(原文)
┌──

問題 AB=BCである△ABCの頂点Aを通り辺BCに平行な直線を ℓ とする。AP=AQとなる2点P、Qをそれぞれ辺AB、直線 ℓ 上にとるとき、CP=CQとなることを証明しなさい。

三角形の合同の証明問題は、穴埋め問題はできる子が多いです。
根拠が「仮定」「仮定」「共通」で済む基本的な証明問題もできるでしょう。
だから自分は証明問題は解ける、と思っていると、上のような問題で大きくつまづくことになります。
証明問題を学習し始めたばかりの中学生にとって、上の証明問題は、難問の部類です。

何が難しいのか?

根本的な課題として、証明問題の構造を理解していない子が案外多いということが、まずあげられます。
自分が何のために何をしているのか、ほとんど理解しないまま、解答例にならって、それらしい答案を書いているだけなのです。

そして、「証明とは何か」を教えようにも、そうした論理的な日本語を聴き取ることに多少の困難を伴う子もまた多いです。
それは、学習障害といったことではなく、普通の子が、普通に、論理的な話を聴き取れないのです。
では、文字なら読み取れるのかというと、文字情報は「目が滑る」様子で、正確に1文字1文字読む習慣がなく、読み取れません。
では、何なら伝わるのか?

・・・動画?

確かに、大人でも、口頭の解説や書面では理解してくれない人が多くなったからなのか、動画による解説が増えている時代です。
話は聞かない。
文字は読まない。
となれば、動画で説明するしかないのでしょう。

しかし、スマホの契約条件や棚の組み立て方なら動画による解説が便利でも、授業動画は、本質的には学校の授業と同じです。
それが理解できるのなら、学校の授業が理解できるはずです。

└──

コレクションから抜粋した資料
┌──

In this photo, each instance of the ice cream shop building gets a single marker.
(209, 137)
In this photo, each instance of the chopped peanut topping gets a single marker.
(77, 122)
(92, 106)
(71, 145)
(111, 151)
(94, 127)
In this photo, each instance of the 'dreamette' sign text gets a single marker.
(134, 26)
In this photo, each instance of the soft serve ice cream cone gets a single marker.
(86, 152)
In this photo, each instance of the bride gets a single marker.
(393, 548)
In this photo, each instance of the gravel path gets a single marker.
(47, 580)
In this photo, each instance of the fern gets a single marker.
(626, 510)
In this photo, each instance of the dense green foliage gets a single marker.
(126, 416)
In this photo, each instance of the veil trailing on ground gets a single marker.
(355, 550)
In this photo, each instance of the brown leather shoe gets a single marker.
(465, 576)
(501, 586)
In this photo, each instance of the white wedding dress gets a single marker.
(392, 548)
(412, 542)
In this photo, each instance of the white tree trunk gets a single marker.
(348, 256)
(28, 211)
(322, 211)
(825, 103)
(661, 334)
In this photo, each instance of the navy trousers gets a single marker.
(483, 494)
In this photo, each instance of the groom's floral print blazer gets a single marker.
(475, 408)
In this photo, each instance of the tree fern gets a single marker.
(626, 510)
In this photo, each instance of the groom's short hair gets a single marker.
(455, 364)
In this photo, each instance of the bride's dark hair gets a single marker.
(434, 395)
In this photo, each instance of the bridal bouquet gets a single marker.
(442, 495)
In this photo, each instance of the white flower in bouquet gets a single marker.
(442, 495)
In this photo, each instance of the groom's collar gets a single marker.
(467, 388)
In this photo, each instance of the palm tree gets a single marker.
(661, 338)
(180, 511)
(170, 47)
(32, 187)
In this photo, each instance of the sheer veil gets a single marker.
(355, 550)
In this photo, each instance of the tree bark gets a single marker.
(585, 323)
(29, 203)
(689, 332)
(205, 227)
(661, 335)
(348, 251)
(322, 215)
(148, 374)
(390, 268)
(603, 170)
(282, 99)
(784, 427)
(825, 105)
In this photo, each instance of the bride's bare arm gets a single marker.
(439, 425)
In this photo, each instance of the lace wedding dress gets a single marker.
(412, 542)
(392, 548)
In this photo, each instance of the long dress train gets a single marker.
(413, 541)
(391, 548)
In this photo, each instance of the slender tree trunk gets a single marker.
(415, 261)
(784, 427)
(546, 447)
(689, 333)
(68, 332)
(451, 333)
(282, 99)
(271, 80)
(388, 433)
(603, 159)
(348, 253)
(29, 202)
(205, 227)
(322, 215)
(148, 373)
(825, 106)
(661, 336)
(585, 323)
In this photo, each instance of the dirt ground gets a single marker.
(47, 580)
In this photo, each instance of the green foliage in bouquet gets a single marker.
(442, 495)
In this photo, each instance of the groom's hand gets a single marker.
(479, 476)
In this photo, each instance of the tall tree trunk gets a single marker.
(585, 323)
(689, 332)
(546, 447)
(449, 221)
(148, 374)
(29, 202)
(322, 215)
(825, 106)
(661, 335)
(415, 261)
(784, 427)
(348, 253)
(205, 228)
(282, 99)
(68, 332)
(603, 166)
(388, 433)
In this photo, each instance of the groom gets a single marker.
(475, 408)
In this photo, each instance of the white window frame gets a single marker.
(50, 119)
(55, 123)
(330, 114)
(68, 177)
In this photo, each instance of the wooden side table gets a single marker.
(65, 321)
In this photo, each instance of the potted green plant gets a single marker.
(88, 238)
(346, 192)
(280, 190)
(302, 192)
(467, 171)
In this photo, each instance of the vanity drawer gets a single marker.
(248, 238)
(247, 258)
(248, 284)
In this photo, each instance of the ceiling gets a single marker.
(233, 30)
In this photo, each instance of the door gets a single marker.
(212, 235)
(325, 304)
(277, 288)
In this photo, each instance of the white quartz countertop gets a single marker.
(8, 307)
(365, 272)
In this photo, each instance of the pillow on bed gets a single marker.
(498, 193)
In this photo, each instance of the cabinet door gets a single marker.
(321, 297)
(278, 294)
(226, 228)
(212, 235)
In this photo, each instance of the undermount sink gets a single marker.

└──

(課題内容) 証明問題の教え方を論じた原文を、最後の文の後から書き継いでください。

(作業結果)
ちょっとびっくりするくらい、学校の授業を理解できずに塾にくる子たちがいます。
授業動画は、有料・無料のものを含めて流行していますし、有料であっても比較的安く済むのが利点ですが、人の話を聞く基本的な力がないと、効果は限定的です。
何回巻き戻して動画を見ても、わからないものはわからない。
言葉を変え、説明を変え、わかるまで噛み砕いて説明することが必要な子たちがいます。
証明の本質が理解できない子たちは、多くは、そういう子たちです。


前述のように、根拠が「仮定」「仮定」「共通」で済んでしまうレベルの証明問題なら、理解しないまま模倣しても正答になってしまうこともあるので、それ以上には理解が進みません。
全くわかっていないのに、本人は、そこそこわかっているつもりになっています。

まだ大手個別指導塾で働いていた頃、上の問題を宿題に出したときも、ある中学生が、やはり解くことができず、白紙にしてきました。
私は解説を始めました。
「CP=CQとなることを証明しなさい、とあるね。それが結論だね。その結論を言うためには、何を言えばいいんだろう?」
「・・・」

このように、結論から逆に考えていくことが、この場合、どうしても必要なのですが、そのように論理的に物事を考えたことのない子は多いです。
まず、これが最初の障壁です。
その子も、結論から逆に考えていくということが、理解できない様子でした。
証明問題に限らず、数学の問題を解く際に、この考え方は必要なのですが、そういうふうに問題を見る習慣がないのです。
本人の中に論理の筋道というものがなく、頭の中で、全てが漠然と対等に浮かんでいるような状態なのだろうと想像されます。
結論から逆算して物事を考えていくのは、特に難しいことはない、普通の論理。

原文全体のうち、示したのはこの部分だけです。